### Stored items
++++++++++++++++++++

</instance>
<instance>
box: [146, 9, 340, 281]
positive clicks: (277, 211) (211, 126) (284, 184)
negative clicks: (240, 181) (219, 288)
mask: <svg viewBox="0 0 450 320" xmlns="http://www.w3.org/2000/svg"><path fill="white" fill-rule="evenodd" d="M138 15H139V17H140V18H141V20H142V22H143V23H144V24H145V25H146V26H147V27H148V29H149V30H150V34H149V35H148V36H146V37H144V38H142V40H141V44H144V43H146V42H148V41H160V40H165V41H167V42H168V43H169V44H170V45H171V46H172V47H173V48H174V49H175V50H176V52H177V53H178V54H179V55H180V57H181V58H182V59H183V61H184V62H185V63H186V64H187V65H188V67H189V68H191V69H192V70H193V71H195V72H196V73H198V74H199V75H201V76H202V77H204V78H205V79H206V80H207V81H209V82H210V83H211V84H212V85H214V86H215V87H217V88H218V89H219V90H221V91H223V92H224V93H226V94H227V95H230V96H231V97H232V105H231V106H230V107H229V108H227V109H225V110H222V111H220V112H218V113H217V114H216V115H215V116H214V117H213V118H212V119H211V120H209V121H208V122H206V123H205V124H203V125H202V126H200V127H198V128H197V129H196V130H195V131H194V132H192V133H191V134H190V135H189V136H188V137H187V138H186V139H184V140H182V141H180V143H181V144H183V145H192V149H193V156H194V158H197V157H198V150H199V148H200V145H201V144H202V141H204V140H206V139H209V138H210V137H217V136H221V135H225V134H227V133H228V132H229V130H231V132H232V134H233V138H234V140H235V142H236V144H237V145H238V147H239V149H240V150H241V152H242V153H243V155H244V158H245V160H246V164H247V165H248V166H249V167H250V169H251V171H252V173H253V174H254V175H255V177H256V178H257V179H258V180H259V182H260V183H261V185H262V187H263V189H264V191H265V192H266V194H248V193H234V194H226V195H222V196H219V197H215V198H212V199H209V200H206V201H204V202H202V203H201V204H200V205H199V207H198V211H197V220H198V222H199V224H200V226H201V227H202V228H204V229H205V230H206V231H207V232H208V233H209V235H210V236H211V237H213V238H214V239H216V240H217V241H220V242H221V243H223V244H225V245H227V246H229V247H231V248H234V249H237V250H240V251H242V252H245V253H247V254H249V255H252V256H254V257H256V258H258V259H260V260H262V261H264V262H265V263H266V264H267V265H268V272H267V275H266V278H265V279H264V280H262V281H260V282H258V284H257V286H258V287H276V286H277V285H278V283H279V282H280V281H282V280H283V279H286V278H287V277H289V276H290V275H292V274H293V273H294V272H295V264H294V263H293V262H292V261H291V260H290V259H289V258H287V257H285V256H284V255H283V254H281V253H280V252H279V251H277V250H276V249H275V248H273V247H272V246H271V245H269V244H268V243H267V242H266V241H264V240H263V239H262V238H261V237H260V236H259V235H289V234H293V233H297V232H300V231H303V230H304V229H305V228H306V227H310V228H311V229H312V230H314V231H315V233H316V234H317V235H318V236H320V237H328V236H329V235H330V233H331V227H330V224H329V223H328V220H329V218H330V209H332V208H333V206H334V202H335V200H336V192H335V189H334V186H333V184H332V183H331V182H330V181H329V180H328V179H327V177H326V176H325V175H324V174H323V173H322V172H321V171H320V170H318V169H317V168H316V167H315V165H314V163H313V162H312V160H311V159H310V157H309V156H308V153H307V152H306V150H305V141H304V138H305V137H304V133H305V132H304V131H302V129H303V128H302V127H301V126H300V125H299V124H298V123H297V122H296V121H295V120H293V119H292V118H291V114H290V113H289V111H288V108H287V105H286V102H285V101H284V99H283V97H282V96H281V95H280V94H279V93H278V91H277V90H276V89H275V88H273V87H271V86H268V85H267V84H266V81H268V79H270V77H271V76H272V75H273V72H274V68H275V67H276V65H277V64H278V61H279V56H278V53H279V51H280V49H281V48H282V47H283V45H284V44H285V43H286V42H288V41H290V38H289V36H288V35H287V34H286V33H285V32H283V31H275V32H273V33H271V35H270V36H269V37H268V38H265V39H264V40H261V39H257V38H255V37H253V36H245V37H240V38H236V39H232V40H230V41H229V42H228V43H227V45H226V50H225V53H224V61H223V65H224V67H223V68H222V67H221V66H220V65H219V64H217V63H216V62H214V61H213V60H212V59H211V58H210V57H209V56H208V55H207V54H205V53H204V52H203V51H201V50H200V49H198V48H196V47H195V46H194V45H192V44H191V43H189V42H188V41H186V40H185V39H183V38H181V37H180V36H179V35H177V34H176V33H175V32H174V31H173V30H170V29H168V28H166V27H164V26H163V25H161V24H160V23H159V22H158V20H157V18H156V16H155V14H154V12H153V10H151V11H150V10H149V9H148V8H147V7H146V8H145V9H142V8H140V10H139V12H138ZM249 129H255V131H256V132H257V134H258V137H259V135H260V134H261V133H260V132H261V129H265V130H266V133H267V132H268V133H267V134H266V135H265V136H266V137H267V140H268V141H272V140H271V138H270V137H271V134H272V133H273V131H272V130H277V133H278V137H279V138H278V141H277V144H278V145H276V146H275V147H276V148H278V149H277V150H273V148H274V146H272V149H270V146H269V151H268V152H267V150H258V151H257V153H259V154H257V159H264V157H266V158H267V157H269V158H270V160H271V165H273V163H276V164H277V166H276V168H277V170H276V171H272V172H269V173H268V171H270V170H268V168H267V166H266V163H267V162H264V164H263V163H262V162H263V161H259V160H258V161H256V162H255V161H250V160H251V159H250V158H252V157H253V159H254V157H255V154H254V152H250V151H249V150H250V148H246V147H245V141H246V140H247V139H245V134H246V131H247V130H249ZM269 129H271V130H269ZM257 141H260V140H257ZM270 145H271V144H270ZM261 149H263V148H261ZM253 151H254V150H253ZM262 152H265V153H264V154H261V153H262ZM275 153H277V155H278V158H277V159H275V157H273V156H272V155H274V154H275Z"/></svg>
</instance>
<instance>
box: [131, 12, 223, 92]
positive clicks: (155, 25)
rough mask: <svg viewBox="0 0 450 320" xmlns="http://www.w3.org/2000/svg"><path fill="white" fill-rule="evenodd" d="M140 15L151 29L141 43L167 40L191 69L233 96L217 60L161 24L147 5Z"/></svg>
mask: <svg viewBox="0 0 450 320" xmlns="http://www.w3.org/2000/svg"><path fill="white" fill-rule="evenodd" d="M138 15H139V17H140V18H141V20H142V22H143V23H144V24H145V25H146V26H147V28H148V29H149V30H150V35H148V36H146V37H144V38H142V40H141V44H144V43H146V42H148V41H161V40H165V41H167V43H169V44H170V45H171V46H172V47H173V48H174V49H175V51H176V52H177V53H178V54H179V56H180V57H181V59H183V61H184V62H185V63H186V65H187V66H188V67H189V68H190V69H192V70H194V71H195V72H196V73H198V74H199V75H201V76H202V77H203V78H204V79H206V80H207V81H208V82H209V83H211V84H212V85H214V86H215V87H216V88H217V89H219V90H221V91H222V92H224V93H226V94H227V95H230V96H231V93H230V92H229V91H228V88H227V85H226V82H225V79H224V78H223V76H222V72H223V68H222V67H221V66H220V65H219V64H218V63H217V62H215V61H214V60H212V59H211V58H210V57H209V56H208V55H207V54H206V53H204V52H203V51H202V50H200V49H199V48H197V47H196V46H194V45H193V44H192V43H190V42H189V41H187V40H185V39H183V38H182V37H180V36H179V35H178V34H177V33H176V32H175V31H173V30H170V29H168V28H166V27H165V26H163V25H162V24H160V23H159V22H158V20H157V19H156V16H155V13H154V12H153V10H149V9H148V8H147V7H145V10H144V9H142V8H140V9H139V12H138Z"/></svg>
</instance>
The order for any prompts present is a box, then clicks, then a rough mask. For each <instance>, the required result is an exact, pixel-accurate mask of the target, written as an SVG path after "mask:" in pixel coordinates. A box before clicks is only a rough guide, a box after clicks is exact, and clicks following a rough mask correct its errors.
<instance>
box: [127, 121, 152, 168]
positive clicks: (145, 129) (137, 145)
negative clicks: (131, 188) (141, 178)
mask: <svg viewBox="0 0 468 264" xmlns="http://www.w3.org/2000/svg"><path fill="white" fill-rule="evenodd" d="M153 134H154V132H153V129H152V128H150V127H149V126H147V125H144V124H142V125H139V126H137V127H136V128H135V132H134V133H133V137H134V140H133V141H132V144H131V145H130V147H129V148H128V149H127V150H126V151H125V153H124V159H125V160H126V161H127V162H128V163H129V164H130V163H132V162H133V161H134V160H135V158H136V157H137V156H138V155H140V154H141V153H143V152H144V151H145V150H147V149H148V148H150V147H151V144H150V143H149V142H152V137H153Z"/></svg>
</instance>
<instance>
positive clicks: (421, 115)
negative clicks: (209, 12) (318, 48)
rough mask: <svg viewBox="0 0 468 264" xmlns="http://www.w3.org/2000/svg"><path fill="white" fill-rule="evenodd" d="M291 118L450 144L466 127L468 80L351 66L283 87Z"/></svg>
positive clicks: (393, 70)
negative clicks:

++++++++++++++++++++

### What to work on
Exactly as written, please transcribe the lines from the start of the records above to the line that holds "positive clicks: (277, 211)", both ends included.

### Written response
</instance>
<instance>
box: [146, 9, 340, 281]
positive clicks: (277, 211) (211, 126) (284, 184)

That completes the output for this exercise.